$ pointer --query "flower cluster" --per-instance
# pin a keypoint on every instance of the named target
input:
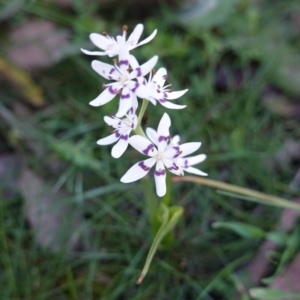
(128, 80)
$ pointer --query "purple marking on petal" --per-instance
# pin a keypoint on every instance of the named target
(147, 150)
(126, 96)
(124, 62)
(178, 151)
(143, 166)
(112, 90)
(124, 137)
(186, 165)
(139, 72)
(110, 72)
(174, 167)
(163, 138)
(135, 87)
(160, 172)
(117, 133)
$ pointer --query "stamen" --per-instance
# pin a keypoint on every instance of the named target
(144, 121)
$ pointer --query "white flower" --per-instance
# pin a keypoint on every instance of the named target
(124, 85)
(113, 47)
(163, 154)
(157, 91)
(123, 128)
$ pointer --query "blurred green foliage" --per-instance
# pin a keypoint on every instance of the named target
(229, 54)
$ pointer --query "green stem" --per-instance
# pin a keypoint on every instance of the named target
(151, 204)
(265, 198)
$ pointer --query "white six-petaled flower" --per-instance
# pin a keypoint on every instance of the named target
(157, 92)
(113, 47)
(124, 83)
(123, 128)
(164, 154)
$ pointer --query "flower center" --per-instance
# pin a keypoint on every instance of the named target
(159, 156)
(126, 122)
(123, 79)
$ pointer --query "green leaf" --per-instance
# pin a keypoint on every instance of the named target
(271, 294)
(242, 229)
(169, 218)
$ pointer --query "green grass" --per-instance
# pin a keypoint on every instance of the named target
(227, 64)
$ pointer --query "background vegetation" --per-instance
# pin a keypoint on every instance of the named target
(69, 229)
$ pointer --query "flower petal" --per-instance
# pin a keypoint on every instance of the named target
(105, 70)
(152, 135)
(125, 102)
(138, 170)
(135, 35)
(160, 77)
(175, 95)
(133, 62)
(123, 55)
(175, 140)
(195, 171)
(163, 134)
(107, 95)
(171, 105)
(108, 140)
(189, 148)
(160, 179)
(143, 145)
(120, 147)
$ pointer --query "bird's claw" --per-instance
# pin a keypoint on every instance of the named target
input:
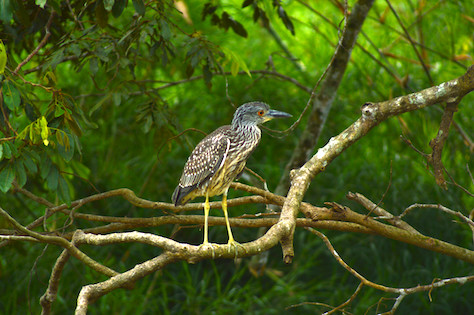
(206, 245)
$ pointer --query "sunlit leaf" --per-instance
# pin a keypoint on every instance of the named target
(11, 96)
(6, 178)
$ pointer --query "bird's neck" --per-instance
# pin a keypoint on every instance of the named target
(247, 130)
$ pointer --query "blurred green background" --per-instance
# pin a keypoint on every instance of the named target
(107, 77)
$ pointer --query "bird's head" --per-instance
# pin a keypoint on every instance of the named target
(255, 113)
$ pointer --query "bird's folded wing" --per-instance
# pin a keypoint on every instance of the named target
(208, 156)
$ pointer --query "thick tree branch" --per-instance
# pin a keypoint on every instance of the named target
(324, 99)
(372, 115)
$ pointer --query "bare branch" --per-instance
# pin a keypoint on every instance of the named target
(40, 45)
(372, 115)
(439, 207)
(383, 214)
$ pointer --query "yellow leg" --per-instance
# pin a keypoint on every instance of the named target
(232, 242)
(206, 216)
(224, 208)
(206, 243)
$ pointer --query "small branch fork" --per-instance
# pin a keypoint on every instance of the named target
(402, 292)
(335, 217)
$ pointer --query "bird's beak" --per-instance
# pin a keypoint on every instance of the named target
(276, 114)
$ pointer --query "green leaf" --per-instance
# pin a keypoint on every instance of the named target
(139, 6)
(207, 75)
(52, 179)
(7, 153)
(3, 56)
(101, 15)
(238, 28)
(20, 173)
(11, 96)
(30, 164)
(165, 30)
(66, 150)
(108, 5)
(6, 178)
(45, 166)
(64, 191)
(5, 11)
(119, 6)
(44, 130)
(247, 3)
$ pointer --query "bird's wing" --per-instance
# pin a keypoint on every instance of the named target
(207, 157)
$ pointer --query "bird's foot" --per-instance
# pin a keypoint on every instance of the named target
(206, 245)
(235, 245)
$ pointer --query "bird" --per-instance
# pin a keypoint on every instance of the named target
(220, 158)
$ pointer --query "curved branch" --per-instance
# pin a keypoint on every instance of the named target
(372, 115)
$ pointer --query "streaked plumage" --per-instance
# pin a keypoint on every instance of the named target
(220, 158)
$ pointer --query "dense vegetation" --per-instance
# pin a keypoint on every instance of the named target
(108, 94)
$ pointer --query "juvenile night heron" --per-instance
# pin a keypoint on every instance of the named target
(220, 158)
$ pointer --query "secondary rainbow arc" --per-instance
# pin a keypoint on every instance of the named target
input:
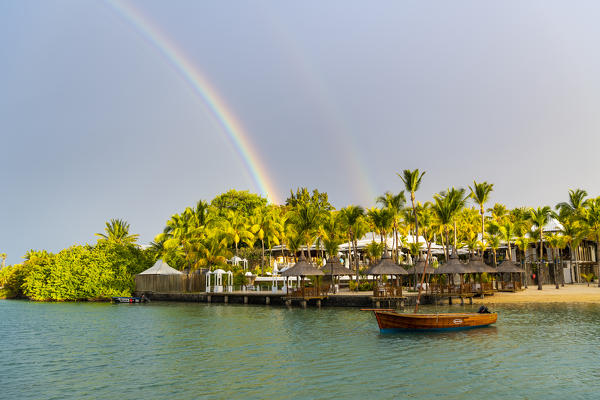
(201, 86)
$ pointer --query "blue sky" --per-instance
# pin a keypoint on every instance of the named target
(96, 124)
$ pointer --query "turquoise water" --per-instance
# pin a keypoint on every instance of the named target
(191, 351)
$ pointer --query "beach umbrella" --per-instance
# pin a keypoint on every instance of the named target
(334, 267)
(385, 266)
(453, 266)
(302, 268)
(509, 267)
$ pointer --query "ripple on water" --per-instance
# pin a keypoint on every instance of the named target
(190, 351)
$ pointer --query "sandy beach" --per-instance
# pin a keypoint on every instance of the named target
(578, 293)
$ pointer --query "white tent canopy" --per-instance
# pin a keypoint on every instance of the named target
(161, 268)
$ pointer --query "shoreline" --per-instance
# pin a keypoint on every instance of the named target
(570, 293)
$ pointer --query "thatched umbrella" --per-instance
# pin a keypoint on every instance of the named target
(419, 268)
(508, 267)
(477, 266)
(301, 269)
(333, 267)
(385, 266)
(453, 266)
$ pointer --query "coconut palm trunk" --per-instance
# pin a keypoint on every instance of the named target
(541, 261)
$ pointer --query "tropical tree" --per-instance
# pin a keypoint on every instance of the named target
(383, 222)
(395, 203)
(237, 227)
(412, 182)
(352, 218)
(522, 243)
(556, 242)
(306, 219)
(575, 205)
(574, 233)
(540, 217)
(214, 250)
(480, 193)
(499, 212)
(117, 231)
(507, 231)
(447, 205)
(264, 225)
(591, 222)
(493, 238)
* * * * * * * * *
» WRITTEN INSTRUCTION:
The data should be printed again unchanged; leave its pictures out.

» TASK SOLUTION:
$ pointer --query "flower cluster" --per-instance
# pin a keypoint on every instance of the named target
input:
(128, 80)
$ pointer --query "purple marking on petal" --per-instance
# pin a keypoint on every instance of the named target
(147, 150)
(126, 96)
(124, 62)
(178, 151)
(143, 166)
(112, 90)
(124, 137)
(186, 165)
(139, 72)
(110, 72)
(174, 167)
(163, 138)
(135, 87)
(160, 172)
(117, 133)
$ pointer --query "stamen" --per-instance
# pin a keypoint on every instance of the named target
(144, 121)
$ pointer --query "white flower" --per-instance
# pin a keypoint on every instance of the named target
(124, 85)
(113, 47)
(163, 154)
(157, 91)
(123, 128)
$ pointer --query "blurred green foliage" --per-instance
# pin a keypoint on every instance of the named target
(229, 54)
$ pointer --query "green stem" --per-instance
# pin a keypoint on every instance of the named target
(151, 204)
(265, 198)
$ pointer --query "white six-petaled flower" --per-instance
# pin a keypoint on every instance of the named target
(157, 92)
(113, 47)
(124, 83)
(123, 128)
(164, 154)
$ pointer --query "flower center" --per-instance
# pin a keypoint on every instance of the named target
(159, 156)
(126, 122)
(123, 79)
$ pointer --query "green leaf" --per-instance
# pin a keypoint on every instance of the named target
(271, 294)
(242, 229)
(169, 218)
$ pointer --query "green grass" --per-instance
# pin a keypoint on every instance of the named target
(227, 64)
$ pointer --query "background vegetation" --per-instance
# pin a keypoint on every instance of the named target
(69, 229)
$ pointer --query "flower petal" --per-instance
# pin a keypoint on every instance of the named target
(105, 70)
(152, 135)
(125, 102)
(138, 170)
(135, 35)
(160, 77)
(175, 95)
(133, 62)
(123, 55)
(175, 140)
(195, 171)
(163, 134)
(107, 95)
(171, 105)
(108, 140)
(189, 148)
(160, 179)
(143, 145)
(120, 147)
$ pointer --query "bird's claw" --per-instance
# pin a keypoint on every instance of the named target
input:
(206, 245)
$ pointer --query "sunlit leaf" --per-instance
# pin a keypoint on every instance of the named target
(11, 96)
(6, 178)
$ pointer --query "bird's neck" --per-instance
# pin a keypoint on every instance of the named target
(247, 130)
$ pointer --query "blurred green background" --per-instance
# pin a keypoint on every instance of the named target
(107, 77)
$ pointer --query "bird's head" --per-instance
# pin a keypoint on every instance of the named target
(255, 113)
$ pointer --query "bird's folded wing" --per-instance
# pin a keypoint on every instance of the named target
(208, 156)
$ pointer --query "thick tree branch" --per-instance
# pin a keypoint on every instance of the named target
(324, 99)
(372, 115)
$ pointer --query "bare branch" --per-instance
# pin a keypoint on every instance of the named target
(40, 45)
(372, 115)
(439, 207)
(383, 214)
$ pointer --query "yellow leg" --per-instance
# pin a keypoint on every instance of the named target
(232, 242)
(206, 216)
(224, 208)
(206, 243)
$ pointer --query "small branch fork" --per-instance
# pin a keypoint on every instance of the named target
(402, 292)
(335, 217)
$ pointer --query "bird's beak" --per-instance
# pin a keypoint on every instance of the named target
(276, 114)
$ pointer --query "green leaf" --per-instance
# pin a keypoint on every instance of the named target
(139, 6)
(207, 75)
(52, 179)
(7, 153)
(3, 56)
(101, 15)
(238, 28)
(20, 173)
(11, 96)
(30, 164)
(165, 30)
(66, 150)
(108, 5)
(6, 178)
(45, 166)
(64, 191)
(5, 11)
(119, 6)
(44, 130)
(247, 3)
$ pointer --query "bird's wing" --per-instance
# pin a keypoint on every instance of the named target
(207, 157)
$ pointer --query "bird's foot" --per-instance
# pin a keypoint on every instance of the named target
(206, 245)
(235, 245)
$ pointer --query "bird" --per-instance
# pin a keypoint on every instance of the named target
(220, 158)
$ pointer --query "curved branch" --per-instance
# pin a keypoint on every instance of the named target
(372, 115)
$ pointer --query "streaked plumage" --per-instance
# pin a keypoint on every instance of the named target
(220, 158)
$ pointer --query "dense vegetation" --per-instance
# pin a keypoint on every instance of the named target
(108, 94)
$ pointer --query "juvenile night heron" --per-instance
# pin a keypoint on every instance of the named target
(220, 158)
$ pointer --query "secondary rainbow arc" --per-instance
# pin a keypoint on every instance of the named target
input:
(201, 86)
$ pointer --query "blue sky" --per-instance
# pin a keypoint on every instance of the named target
(96, 124)
$ pointer --query "turquoise water" --per-instance
# pin a keypoint on every instance of the named target
(191, 351)
$ pointer --query "beach umbrella" --per-instance
# pin a keypoint on every instance of the named target
(334, 267)
(385, 266)
(453, 266)
(302, 268)
(509, 267)
$ pointer --query "ripple on water" --per-instance
# pin a keypoint on every instance of the named target
(190, 351)
$ pointer --query "sandy beach" --per-instance
# pin a keypoint on every instance of the named target
(578, 293)
$ pointer --query "white tent canopy" --per-instance
# pin a keypoint on every instance of the named target
(161, 268)
$ pointer --query "shoreline" --per-instance
# pin a keypoint on every instance of the named target
(570, 293)
$ pointer --query "thatched umbrella" --per-instance
# pin a keypoint on every instance of the named target
(419, 268)
(508, 267)
(477, 266)
(301, 269)
(333, 267)
(385, 266)
(453, 266)
$ pointer --query "coconut palm trunk" --per-instance
# pin a keypoint on every instance of the named target
(541, 261)
$ pointer --query "tropical tree" --per-instance
# pin a keypoint on every instance of the named target
(383, 222)
(395, 203)
(237, 227)
(412, 182)
(352, 218)
(522, 243)
(556, 242)
(306, 219)
(575, 205)
(574, 233)
(540, 217)
(214, 250)
(480, 193)
(499, 212)
(117, 231)
(507, 231)
(447, 205)
(264, 225)
(591, 222)
(493, 238)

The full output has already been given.